Sieben Priester und sechs Brüder mussten, mit je drei Gulden Wegegeld versorgt, Karlstadt sofort verlassen. Die Kirche wurde ausgeräumt und zum Salzmagazin umfunktioniert. Den Klostergarten, aus dem sich die Ordensleute mit Obst und Gemüse versorgten, pachteten Karlstadter Bürger. Zur Weinschänke umfunktioniert wurde nun hier an Festtagen und nach Viehmärkten getrunken.

--------------------------------

> _Aufgabenstellung_
Gib bitte den Abschnitt des vorgegebenen Textes von „Sieben Priester und“ bis „nach Viehmärkten getrunken.“ wortgetreu aus.

--------------------------------

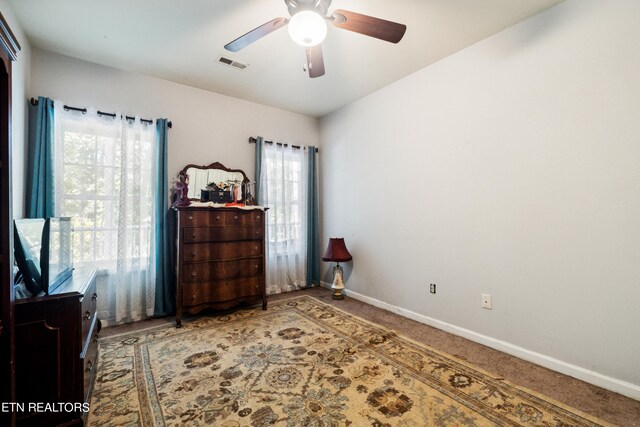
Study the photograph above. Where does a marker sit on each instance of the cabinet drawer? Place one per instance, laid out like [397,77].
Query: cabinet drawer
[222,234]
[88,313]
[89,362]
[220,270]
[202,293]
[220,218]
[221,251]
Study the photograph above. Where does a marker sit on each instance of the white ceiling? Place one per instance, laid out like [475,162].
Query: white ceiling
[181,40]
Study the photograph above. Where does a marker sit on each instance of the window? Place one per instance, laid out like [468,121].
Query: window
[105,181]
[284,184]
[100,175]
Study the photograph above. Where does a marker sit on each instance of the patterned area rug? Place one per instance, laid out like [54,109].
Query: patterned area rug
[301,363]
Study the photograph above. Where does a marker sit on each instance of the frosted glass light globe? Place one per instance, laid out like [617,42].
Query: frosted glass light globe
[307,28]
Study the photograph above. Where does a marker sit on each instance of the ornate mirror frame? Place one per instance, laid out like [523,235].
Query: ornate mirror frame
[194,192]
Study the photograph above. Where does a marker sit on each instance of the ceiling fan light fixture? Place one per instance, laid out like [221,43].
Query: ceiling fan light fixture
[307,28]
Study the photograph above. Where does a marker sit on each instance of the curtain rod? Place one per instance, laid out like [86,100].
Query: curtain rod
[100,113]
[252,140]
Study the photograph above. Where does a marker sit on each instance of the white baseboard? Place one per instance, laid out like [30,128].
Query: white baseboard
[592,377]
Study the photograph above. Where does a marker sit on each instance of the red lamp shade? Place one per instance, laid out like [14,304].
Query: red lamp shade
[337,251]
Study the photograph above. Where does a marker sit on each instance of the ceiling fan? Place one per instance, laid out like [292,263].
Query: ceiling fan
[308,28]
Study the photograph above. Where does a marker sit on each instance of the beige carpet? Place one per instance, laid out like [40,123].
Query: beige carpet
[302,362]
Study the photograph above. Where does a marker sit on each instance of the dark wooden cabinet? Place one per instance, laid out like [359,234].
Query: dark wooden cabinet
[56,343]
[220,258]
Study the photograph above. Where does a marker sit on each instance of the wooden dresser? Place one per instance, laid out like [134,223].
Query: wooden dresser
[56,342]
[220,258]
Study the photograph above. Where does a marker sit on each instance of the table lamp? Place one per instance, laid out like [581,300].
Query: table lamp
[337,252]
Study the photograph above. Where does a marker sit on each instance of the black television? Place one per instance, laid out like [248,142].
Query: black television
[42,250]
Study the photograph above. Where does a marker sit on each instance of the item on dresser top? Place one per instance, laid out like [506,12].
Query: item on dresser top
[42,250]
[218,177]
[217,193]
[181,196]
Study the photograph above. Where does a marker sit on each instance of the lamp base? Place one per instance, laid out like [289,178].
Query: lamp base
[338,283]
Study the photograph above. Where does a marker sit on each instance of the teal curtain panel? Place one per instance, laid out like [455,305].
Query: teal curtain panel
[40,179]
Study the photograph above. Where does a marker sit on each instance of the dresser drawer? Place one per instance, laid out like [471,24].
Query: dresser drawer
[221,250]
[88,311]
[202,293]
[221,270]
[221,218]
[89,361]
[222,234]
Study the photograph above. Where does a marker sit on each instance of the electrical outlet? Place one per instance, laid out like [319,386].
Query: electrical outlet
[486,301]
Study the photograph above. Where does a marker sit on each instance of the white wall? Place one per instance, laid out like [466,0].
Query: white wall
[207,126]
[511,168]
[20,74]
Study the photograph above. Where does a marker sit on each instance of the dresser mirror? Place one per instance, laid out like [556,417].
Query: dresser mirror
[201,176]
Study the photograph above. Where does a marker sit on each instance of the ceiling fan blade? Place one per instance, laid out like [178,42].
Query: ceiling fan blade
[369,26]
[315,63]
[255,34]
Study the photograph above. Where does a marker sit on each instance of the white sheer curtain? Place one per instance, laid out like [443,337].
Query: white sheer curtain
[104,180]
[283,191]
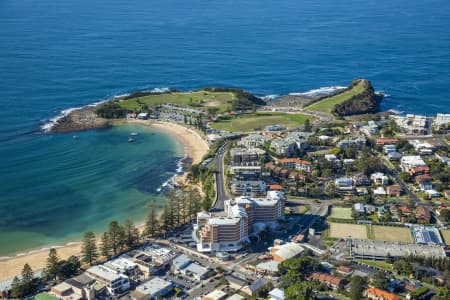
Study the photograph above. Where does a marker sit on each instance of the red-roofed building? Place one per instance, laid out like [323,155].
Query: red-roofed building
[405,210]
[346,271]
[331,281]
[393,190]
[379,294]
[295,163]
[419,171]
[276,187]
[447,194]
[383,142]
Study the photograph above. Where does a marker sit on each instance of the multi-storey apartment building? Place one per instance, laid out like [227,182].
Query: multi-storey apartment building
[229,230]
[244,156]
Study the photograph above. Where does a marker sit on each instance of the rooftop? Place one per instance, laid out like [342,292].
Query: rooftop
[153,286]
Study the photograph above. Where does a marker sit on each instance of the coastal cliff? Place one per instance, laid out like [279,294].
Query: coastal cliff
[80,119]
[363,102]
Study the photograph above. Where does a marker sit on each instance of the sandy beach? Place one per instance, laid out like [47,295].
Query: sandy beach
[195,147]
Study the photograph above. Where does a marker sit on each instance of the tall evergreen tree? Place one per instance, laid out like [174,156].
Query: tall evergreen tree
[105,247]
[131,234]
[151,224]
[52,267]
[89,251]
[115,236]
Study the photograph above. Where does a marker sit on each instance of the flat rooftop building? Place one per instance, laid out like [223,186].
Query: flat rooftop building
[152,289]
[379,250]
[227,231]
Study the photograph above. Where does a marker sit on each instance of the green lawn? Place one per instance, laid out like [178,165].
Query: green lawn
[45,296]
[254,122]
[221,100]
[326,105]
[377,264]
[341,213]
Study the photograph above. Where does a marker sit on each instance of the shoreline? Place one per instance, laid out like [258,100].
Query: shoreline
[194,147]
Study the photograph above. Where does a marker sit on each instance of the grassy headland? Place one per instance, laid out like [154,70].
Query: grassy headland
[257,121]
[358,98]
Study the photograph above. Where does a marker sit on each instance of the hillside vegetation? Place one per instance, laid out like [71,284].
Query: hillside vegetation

--------------------------------

> _Richtige Ausgabe_
Sieben Priester und sechs Brüder mussten, mit je drei Gulden Wegegeld versorgt, Karlstadt sofort verlassen. Die Kirche wurde ausgeräumt und zum Salzmagazin umfunktioniert. Den Klostergarten, aus dem sich die Ordensleute mit Obst und Gemüse versorgten, pachteten Karlstadter Bürger. Zur Weinschänke umfunktioniert wurde nun hier an Festtagen und nach Viehmärkten getrunken.